Of the material below, the lines to be retyped are those from the line containing "Target: metal cart" through the line containing "Target: evergreen sprig", inclusive; reproduce them exactly.

▶ _Material for this task_
====

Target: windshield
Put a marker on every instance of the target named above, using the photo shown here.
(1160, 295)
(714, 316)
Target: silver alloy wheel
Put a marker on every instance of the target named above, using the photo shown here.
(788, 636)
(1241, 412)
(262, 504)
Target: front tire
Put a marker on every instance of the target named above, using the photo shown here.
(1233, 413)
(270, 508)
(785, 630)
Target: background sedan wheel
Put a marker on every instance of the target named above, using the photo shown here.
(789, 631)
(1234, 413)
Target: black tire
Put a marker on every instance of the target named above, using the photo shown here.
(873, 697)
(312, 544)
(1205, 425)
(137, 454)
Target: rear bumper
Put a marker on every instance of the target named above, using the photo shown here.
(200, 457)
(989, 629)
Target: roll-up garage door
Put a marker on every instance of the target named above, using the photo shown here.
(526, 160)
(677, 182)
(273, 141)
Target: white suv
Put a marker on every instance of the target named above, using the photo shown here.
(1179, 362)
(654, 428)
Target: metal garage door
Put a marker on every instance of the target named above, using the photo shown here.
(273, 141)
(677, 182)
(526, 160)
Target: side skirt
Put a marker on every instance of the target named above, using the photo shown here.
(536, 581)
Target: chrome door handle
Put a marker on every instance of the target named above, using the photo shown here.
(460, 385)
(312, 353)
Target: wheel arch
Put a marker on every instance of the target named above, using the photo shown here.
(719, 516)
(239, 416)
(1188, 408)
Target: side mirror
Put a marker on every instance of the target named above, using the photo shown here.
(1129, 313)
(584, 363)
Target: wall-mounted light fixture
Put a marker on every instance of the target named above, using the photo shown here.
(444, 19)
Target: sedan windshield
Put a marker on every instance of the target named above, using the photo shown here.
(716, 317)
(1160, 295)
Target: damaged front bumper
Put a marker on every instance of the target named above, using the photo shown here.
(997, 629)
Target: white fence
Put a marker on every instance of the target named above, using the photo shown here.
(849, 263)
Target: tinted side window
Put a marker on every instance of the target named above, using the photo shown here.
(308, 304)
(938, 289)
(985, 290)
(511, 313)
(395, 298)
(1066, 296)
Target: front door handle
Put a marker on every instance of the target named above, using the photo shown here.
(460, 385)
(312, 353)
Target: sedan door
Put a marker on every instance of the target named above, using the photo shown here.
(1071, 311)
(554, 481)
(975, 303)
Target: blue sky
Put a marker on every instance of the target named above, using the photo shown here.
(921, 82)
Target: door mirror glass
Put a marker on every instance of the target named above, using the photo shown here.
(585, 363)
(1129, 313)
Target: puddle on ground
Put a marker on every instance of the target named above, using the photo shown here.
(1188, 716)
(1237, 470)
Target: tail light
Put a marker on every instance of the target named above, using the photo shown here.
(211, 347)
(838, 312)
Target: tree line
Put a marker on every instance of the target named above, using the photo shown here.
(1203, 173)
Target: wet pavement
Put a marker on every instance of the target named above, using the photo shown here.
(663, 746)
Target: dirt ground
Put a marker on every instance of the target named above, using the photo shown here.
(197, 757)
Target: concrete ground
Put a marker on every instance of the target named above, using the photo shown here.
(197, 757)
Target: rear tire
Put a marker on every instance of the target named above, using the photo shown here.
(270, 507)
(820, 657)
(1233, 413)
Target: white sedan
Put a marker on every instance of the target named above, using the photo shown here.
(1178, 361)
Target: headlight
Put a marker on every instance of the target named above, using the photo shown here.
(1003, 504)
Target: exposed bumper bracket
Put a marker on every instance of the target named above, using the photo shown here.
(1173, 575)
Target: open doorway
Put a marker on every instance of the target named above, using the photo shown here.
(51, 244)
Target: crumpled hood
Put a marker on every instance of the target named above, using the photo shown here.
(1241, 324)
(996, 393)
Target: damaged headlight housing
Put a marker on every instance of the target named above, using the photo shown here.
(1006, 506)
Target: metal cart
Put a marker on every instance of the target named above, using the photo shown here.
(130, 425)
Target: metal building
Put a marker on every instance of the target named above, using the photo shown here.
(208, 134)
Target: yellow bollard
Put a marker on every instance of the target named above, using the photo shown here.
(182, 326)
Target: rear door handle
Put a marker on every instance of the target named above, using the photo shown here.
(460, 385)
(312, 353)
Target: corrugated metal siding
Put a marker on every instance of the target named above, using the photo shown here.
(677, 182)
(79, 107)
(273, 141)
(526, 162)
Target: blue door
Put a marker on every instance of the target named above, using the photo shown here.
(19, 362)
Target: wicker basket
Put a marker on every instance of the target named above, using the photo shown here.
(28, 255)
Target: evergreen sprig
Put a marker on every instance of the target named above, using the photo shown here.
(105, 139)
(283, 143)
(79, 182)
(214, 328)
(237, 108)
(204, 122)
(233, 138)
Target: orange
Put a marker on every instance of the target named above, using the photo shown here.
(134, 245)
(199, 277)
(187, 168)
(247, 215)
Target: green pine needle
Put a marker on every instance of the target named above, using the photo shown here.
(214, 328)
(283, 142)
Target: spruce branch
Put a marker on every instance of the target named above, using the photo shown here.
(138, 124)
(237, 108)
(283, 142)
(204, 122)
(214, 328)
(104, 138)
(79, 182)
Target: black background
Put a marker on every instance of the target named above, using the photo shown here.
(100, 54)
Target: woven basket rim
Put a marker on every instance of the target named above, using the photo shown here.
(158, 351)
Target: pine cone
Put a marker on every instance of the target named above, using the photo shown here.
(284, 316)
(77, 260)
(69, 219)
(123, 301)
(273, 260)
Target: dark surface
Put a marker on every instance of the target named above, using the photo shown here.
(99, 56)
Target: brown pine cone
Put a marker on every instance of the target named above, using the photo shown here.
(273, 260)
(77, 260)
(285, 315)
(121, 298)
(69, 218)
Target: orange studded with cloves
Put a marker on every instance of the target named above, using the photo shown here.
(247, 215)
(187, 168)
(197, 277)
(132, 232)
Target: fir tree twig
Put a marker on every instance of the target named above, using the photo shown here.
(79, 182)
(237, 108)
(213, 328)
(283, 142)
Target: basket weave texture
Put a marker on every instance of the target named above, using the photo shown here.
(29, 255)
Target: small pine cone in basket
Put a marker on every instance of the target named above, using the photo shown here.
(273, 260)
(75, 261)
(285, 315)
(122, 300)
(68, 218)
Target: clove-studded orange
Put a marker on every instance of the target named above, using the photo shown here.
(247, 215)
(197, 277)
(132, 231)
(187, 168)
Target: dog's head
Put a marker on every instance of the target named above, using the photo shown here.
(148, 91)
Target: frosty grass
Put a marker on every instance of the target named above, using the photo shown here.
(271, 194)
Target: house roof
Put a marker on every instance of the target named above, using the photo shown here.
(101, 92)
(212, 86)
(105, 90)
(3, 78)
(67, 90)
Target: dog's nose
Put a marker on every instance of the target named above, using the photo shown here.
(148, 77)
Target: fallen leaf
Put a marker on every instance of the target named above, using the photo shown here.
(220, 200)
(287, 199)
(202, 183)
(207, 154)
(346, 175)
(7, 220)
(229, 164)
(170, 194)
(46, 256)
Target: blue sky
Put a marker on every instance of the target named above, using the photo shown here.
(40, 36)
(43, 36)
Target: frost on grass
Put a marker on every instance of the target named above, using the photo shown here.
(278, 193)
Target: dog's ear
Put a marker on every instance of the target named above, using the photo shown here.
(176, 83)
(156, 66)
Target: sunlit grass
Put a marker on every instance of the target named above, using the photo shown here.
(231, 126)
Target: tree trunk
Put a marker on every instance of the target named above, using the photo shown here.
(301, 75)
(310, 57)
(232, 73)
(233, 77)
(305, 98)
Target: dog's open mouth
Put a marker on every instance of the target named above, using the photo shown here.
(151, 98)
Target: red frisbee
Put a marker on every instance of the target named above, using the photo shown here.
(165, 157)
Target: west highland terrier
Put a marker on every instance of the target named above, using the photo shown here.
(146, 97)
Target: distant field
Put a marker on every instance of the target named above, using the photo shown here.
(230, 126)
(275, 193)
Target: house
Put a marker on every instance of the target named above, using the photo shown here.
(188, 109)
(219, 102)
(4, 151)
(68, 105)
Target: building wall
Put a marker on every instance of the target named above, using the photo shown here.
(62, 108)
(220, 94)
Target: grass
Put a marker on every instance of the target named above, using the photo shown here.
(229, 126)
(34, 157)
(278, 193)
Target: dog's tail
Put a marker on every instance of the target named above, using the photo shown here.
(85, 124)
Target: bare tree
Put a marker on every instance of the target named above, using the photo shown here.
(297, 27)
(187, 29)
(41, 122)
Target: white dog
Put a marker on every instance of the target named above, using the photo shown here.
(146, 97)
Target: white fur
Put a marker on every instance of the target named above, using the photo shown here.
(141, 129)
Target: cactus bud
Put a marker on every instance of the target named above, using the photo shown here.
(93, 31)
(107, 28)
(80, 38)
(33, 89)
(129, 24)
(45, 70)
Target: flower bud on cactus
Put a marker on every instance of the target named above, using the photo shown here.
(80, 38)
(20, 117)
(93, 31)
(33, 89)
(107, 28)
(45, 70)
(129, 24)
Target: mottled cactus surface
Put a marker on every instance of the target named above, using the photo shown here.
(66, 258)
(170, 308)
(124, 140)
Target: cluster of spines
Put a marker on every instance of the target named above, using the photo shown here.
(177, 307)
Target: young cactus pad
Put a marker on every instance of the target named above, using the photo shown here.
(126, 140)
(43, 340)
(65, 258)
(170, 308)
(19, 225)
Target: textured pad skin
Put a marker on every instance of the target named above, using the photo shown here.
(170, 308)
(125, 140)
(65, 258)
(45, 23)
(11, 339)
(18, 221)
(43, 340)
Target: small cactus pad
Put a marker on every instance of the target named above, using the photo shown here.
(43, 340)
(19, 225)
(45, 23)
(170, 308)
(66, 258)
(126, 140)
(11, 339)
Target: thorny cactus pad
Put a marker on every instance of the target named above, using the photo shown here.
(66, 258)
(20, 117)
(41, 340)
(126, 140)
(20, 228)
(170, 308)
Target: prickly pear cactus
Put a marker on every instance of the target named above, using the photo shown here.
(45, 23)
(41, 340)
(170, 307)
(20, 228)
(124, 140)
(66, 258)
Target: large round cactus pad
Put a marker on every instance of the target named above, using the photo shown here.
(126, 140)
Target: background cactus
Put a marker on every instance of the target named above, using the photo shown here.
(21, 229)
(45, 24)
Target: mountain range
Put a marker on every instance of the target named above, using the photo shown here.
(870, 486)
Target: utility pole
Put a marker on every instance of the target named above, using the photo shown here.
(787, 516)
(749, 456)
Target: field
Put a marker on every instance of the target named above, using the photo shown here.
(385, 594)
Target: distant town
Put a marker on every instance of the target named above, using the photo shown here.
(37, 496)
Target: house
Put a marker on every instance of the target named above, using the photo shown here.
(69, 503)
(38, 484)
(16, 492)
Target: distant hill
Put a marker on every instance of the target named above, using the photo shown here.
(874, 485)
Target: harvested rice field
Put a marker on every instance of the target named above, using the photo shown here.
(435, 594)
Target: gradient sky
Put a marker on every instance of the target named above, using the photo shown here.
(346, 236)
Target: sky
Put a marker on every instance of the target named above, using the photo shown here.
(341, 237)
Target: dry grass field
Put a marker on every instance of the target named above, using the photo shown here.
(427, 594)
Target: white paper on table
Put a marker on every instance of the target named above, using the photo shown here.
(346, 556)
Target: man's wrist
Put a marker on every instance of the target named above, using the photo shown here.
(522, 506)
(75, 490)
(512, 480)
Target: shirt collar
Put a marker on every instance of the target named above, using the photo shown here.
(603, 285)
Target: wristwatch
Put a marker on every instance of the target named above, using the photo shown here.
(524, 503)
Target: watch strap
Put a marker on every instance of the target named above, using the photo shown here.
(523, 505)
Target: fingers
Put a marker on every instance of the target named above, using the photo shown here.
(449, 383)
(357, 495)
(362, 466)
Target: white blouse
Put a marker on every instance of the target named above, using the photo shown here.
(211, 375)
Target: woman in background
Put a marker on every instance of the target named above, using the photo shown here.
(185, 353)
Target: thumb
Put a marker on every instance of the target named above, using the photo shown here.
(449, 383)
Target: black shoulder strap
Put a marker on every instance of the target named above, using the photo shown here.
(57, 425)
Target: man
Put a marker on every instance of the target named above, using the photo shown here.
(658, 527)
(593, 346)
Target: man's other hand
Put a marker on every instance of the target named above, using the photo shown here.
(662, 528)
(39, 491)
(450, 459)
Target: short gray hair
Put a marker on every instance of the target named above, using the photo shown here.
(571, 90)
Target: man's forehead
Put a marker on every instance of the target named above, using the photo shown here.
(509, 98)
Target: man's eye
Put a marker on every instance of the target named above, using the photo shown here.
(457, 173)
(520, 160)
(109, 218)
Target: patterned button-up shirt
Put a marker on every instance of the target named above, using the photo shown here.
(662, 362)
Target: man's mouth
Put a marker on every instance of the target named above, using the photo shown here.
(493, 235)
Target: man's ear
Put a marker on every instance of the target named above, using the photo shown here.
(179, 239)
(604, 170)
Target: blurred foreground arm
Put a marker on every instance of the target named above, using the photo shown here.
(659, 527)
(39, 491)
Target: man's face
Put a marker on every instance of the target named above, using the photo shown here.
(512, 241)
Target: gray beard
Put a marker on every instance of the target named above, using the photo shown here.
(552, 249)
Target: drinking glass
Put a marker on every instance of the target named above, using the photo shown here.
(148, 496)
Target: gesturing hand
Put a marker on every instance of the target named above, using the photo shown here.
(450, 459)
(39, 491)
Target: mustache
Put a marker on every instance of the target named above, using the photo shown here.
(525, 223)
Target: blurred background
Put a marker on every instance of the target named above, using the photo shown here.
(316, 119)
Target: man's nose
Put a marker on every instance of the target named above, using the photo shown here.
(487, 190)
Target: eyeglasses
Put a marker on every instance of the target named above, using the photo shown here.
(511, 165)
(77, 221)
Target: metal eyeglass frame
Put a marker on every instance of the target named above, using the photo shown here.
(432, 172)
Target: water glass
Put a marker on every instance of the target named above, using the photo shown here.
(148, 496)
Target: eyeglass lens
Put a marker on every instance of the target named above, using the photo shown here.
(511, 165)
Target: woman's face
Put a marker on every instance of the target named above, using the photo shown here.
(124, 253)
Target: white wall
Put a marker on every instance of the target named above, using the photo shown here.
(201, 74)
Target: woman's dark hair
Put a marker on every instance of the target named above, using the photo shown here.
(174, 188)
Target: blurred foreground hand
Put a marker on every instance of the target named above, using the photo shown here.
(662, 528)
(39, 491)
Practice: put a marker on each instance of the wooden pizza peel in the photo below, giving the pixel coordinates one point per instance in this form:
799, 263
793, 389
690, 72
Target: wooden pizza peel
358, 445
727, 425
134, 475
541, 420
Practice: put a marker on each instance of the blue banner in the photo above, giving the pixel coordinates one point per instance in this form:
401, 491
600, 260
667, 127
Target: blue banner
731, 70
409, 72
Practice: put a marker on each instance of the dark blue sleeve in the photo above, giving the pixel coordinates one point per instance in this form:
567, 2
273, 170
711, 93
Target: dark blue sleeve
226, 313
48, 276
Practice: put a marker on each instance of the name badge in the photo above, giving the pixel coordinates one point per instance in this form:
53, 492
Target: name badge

====

▶ _Response below_
Target: metal cart
Put a marker on every instance of the target named above, using the photo shown here.
(130, 425)
Target: metal building
Put a marker on every instance of the target named above, using the photo shown here.
(208, 134)
Target: yellow bollard
Put a marker on every instance of the target named above, using the photo shown here.
(182, 326)
Target: rear door handle
Put a marker on every instance of the target named above, using the photo shown here.
(460, 385)
(312, 353)
Target: corrugated metal siding
Put a marker on every instance of the target named above, using the photo shown here.
(677, 182)
(79, 107)
(273, 141)
(526, 162)
Target: blue door
Put a marker on every instance of the target named above, using the photo shown here.
(19, 362)
Target: wicker basket
Put a marker on every instance of the target named above, using the photo shown here.
(28, 255)
Target: evergreen sprig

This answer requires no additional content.